● 課題
下の項目をすべて更新し、「one per line」を「each on its own line」に置き換えてください。それ以外はそのまま残してください。

####################

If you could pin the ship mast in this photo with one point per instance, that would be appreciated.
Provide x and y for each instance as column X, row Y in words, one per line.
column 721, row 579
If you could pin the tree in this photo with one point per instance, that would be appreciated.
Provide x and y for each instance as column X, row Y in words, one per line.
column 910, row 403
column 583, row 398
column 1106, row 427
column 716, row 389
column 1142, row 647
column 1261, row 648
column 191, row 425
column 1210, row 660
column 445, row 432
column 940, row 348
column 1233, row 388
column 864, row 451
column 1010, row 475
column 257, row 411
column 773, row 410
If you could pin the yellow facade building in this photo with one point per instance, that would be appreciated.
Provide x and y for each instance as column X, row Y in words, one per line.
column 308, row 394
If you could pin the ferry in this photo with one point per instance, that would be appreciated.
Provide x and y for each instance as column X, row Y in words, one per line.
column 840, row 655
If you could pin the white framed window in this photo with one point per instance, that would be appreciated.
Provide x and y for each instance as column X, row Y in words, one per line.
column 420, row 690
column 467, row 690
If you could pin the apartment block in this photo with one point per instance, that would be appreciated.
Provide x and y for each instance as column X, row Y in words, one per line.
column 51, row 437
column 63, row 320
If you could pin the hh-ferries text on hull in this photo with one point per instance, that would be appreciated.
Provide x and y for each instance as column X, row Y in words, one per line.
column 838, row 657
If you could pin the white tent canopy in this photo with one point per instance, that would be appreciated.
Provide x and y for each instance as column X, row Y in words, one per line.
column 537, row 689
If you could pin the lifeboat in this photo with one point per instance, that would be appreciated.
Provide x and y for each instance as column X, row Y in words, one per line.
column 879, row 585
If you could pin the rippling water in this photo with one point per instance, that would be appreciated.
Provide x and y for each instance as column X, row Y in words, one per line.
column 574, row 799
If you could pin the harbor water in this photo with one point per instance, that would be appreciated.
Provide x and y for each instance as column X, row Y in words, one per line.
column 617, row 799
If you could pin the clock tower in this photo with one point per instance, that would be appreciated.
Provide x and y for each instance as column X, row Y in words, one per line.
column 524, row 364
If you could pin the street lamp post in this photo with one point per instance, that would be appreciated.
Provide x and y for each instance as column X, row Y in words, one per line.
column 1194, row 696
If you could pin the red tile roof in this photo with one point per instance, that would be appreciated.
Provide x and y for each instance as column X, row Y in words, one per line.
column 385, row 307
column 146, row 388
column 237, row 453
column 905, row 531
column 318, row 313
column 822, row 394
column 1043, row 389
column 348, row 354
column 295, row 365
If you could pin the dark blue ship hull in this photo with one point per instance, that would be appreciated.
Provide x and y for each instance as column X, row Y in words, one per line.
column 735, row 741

####################

● 回答
If you could pin the ship mast in this photo with one point per instance, that would be appreciated.
Provide x and y for each instance as column X, row Y in words, each on its own line.
column 721, row 579
If you could pin the tree in this photo with one point per instance, that would be appreciated.
Provide x and y for each instance as column X, row Y in words, each on its own line.
column 910, row 403
column 583, row 398
column 1106, row 427
column 716, row 389
column 1142, row 647
column 1261, row 648
column 191, row 425
column 1210, row 660
column 445, row 432
column 940, row 348
column 1233, row 388
column 864, row 451
column 1010, row 475
column 257, row 411
column 773, row 410
If you could pin the yellow facade building in this photo with one point per instance, that would be appreciated.
Provide x and y for each instance as column X, row Y in words, each on its own line.
column 308, row 394
If you could pin the ferry in this photo with one point per instance, that would be appreciated.
Provide x and y for each instance as column X, row Y in words, each on its own line.
column 840, row 655
If you could pin the white framed window in this photo with one point per instance, that would be appreciated.
Provide x and y for each instance as column X, row Y in words, each on its own line.
column 420, row 690
column 467, row 690
If you could pin the apartment block in this photo with one point per instance, that would be appreciated.
Provide x and y for each instance as column X, row Y in words, each on its own line.
column 51, row 437
column 63, row 320
If you could pin the hh-ferries text on hull in this photo with one point per instance, that would be appreciated.
Provide x and y for each instance as column X, row Y in words, each on its own line.
column 838, row 657
If you could pin the white tent canopy in this photo with one point per instance, that would be appreciated.
Provide x and y for each instance as column X, row Y in words, each on its own line.
column 537, row 689
If you could pin the lifeboat in this photo with one point per instance, that would be appreciated.
Provide x and y for each instance as column X, row Y in words, each on its own line.
column 879, row 585
If you could pin the rippling water in this photo with one point per instance, that would be appreciated.
Provide x and y for each instance as column X, row Y in words, each on its own line.
column 574, row 799
If you could pin the harbor water in this photo with one point per instance, that would be appreciated.
Provide x and y for each instance as column X, row Y in words, each on its own line.
column 617, row 799
If you could pin the clock tower in this photo with one point per instance, that would be appreciated.
Provide x and y for each instance as column X, row Y in words, each on its own line.
column 524, row 364
If you could pin the street lamp post in this photo with one point per instance, that would be appreciated.
Provide x and y for each instance as column X, row Y in words, each on its own line.
column 1194, row 696
If you could pin the red tile roof in this photo with one point per instance, that would be appreciated.
Provide x and y for each instance as column X, row Y in words, each on its own line.
column 385, row 307
column 146, row 388
column 237, row 453
column 905, row 531
column 318, row 313
column 822, row 394
column 1043, row 389
column 348, row 354
column 295, row 365
If you could pin the dark blue ship hull in this photo with one point per instance, that would be appreciated.
Provide x and y for each instance as column X, row Y in words, each on its own line.
column 735, row 741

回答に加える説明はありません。